▶ **What is needed**: Put every line of the data below into a Markdown table with the columns Row and Line, numbering each row and leaving out blank lines. Omit the pictures from the table.

──────── Rows ────────

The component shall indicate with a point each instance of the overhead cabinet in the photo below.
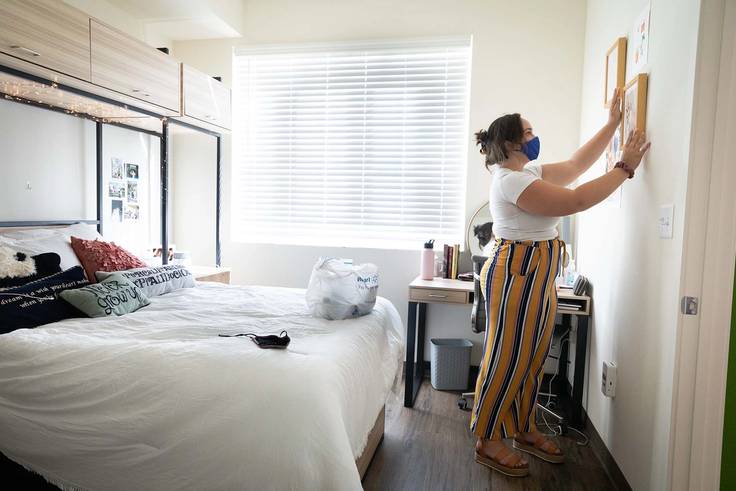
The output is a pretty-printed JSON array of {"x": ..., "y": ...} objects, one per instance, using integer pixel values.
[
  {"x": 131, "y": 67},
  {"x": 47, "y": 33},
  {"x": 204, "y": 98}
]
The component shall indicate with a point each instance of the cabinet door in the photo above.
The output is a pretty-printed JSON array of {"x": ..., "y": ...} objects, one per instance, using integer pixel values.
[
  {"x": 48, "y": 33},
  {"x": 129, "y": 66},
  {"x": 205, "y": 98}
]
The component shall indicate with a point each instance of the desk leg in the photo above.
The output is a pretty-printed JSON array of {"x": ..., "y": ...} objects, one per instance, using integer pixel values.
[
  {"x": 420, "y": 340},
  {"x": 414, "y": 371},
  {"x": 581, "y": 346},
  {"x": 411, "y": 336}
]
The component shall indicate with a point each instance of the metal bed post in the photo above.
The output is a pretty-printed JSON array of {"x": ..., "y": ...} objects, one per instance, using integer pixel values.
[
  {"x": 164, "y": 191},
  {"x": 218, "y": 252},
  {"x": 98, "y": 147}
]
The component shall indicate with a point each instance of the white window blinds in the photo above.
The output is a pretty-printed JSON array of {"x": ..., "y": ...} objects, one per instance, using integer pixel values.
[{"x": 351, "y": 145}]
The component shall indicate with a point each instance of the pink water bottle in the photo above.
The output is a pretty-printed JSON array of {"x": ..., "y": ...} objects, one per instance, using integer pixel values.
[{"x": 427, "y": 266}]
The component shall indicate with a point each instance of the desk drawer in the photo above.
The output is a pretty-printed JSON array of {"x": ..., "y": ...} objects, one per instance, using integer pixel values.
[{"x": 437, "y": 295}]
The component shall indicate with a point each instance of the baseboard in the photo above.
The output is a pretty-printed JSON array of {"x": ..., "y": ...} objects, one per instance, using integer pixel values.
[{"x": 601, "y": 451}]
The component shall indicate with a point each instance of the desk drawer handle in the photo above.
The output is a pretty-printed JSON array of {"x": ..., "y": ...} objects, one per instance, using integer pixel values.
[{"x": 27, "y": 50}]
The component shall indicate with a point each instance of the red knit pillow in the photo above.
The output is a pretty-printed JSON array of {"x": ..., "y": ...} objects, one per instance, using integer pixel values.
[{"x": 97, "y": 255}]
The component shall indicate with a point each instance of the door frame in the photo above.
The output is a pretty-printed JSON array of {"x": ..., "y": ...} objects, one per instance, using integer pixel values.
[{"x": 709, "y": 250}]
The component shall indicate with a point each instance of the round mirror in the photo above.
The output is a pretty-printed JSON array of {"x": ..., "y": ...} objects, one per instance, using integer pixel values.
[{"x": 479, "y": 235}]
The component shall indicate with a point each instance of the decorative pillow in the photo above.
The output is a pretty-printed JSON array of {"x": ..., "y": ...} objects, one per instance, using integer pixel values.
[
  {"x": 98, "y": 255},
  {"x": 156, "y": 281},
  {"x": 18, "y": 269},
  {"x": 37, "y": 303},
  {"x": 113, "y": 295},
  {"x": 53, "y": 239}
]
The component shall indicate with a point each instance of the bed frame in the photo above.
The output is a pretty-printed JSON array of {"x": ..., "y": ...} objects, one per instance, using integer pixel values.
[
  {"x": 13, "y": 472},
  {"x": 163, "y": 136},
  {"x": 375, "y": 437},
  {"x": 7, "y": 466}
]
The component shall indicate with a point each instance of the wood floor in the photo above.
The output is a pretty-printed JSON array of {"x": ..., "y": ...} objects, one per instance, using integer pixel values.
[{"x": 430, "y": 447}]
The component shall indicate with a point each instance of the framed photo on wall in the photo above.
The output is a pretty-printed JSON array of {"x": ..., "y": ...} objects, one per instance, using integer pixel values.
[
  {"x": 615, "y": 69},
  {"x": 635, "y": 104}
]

────────

▶ **Right answer**:
| Row | Line |
|---|---|
| 1 | The component shall indicate with a point each instance of the overhead cabinet in the photo below. |
| 2 | The output is a pretty-printed JSON array of {"x": ..., "y": ...} objects, one per instance, using integer pixel values. |
| 3 | [ |
| 4 |   {"x": 131, "y": 67}, |
| 5 |   {"x": 47, "y": 33}, |
| 6 |   {"x": 204, "y": 98} |
| 7 | ] |
| 8 | The component shall indicate with a point each instance of the cabinet door in the photo above. |
| 9 | The output is a pretty-printed JSON array of {"x": ..., "y": ...} objects, one per instance, using integer pixel values. |
| 10 | [ |
| 11 |   {"x": 48, "y": 33}, |
| 12 |   {"x": 129, "y": 66}, |
| 13 |   {"x": 205, "y": 98} |
| 14 | ] |
| 15 | The component shall indicate with a point each instance of the desk leg in the photo above. |
| 16 | The output is a pretty-printed JSON array of {"x": ..., "y": ...} objects, one per instance, using integer pixel values. |
| 17 | [ |
| 18 |   {"x": 420, "y": 340}, |
| 19 |   {"x": 414, "y": 371}, |
| 20 |   {"x": 581, "y": 346}, |
| 21 |   {"x": 411, "y": 336} |
| 22 | ] |
| 23 | The component shall indicate with a point each instance of the metal bed post in the photo above. |
| 24 | The output is a pretty-printed JSON array of {"x": ..., "y": ...} objects, one per instance, using integer pixel values. |
| 25 | [ |
| 26 |   {"x": 164, "y": 191}, |
| 27 |   {"x": 218, "y": 252}, |
| 28 |   {"x": 98, "y": 147} |
| 29 | ] |
| 30 | The component shall indicate with a point each instance of the white window blinds in the photo above. |
| 31 | The output is a pretty-printed JSON array of {"x": ..., "y": ...} objects, one per instance, using integer pixel values. |
| 32 | [{"x": 351, "y": 145}] |
| 33 | The component shall indicate with a point each instance of the pink water bottle in the photo above. |
| 34 | The output is a pretty-printed JSON array of {"x": ..., "y": ...} objects, one per instance, using integer pixel values. |
| 35 | [{"x": 427, "y": 266}] |
| 36 | The component shall indicate with a point each instance of the desk drawer in the photo above. |
| 37 | The output is a pretty-printed JSON array of {"x": ..., "y": ...} objects, one per instance, using integer pixel values. |
| 38 | [{"x": 437, "y": 295}] |
| 39 | The component shall indicate with a point each instance of the baseboard in the photo above. |
| 40 | The output is a pretty-printed JSON array of {"x": ..., "y": ...} objects, one per instance, using integer pixel values. |
| 41 | [{"x": 601, "y": 451}] |
| 42 | The component shall indicate with a point each instance of the desk drawer handle in the photo above. |
| 43 | The output is a pretty-printed JSON array of {"x": ..., "y": ...} objects, one per instance, using integer pixel values. |
| 44 | [{"x": 27, "y": 50}] |
| 45 | The component shall indicate with a point each instance of the red knit pillow in the photo above. |
| 46 | The output is a pretty-printed JSON array of {"x": ..., "y": ...} objects, one per instance, using integer pixel values. |
| 47 | [{"x": 97, "y": 255}] |
| 48 | The component shall indicate with a point each instance of the door frame in the photo above. |
| 49 | The output is a pretty-printed JSON array of {"x": ..., "y": ...} objects, one per instance, using integer pixel values. |
| 50 | [{"x": 709, "y": 250}] |
| 51 | The component shall indicate with a point each instance of the round mirror in the photo above. |
| 52 | The output is a pretty-printed JSON array of {"x": ..., "y": ...} objects, one per instance, using integer pixel values. |
| 53 | [{"x": 479, "y": 235}] |
| 54 | The component shall indicate with a point each instance of the decorative pillow in the photo above. |
| 55 | The output is a pretty-printed JSON array of {"x": ..., "y": ...} objects, one per instance, using integer pixel values. |
| 56 | [ |
| 57 |   {"x": 98, "y": 255}, |
| 58 |   {"x": 156, "y": 281}, |
| 59 |   {"x": 18, "y": 269}, |
| 60 |   {"x": 37, "y": 303}, |
| 61 |   {"x": 113, "y": 295}, |
| 62 |   {"x": 53, "y": 239} |
| 63 | ] |
| 64 | The component shall indicate with a point each instance of the bed frame in the photo above. |
| 65 | The output is a pretty-printed JSON array of {"x": ..., "y": ...} objects, one per instance, using integer pixel values. |
| 66 | [ |
| 67 |   {"x": 13, "y": 472}, |
| 68 |   {"x": 163, "y": 136}, |
| 69 |   {"x": 375, "y": 437}, |
| 70 |   {"x": 7, "y": 466} |
| 71 | ] |
| 72 | The component shall indicate with a point each instance of the wood floor in the photo above. |
| 73 | The output is a pretty-printed JSON array of {"x": ..., "y": ...} objects, one per instance, using integer pixel values. |
| 74 | [{"x": 430, "y": 447}] |
| 75 | The component shall indicate with a point each instance of the framed photo on wall in the photo above. |
| 76 | The output is a pretty-printed JSON array of {"x": ..., "y": ...} objects, one per instance, using integer pixel values. |
| 77 | [ |
| 78 |   {"x": 615, "y": 69}, |
| 79 |   {"x": 635, "y": 104} |
| 80 | ] |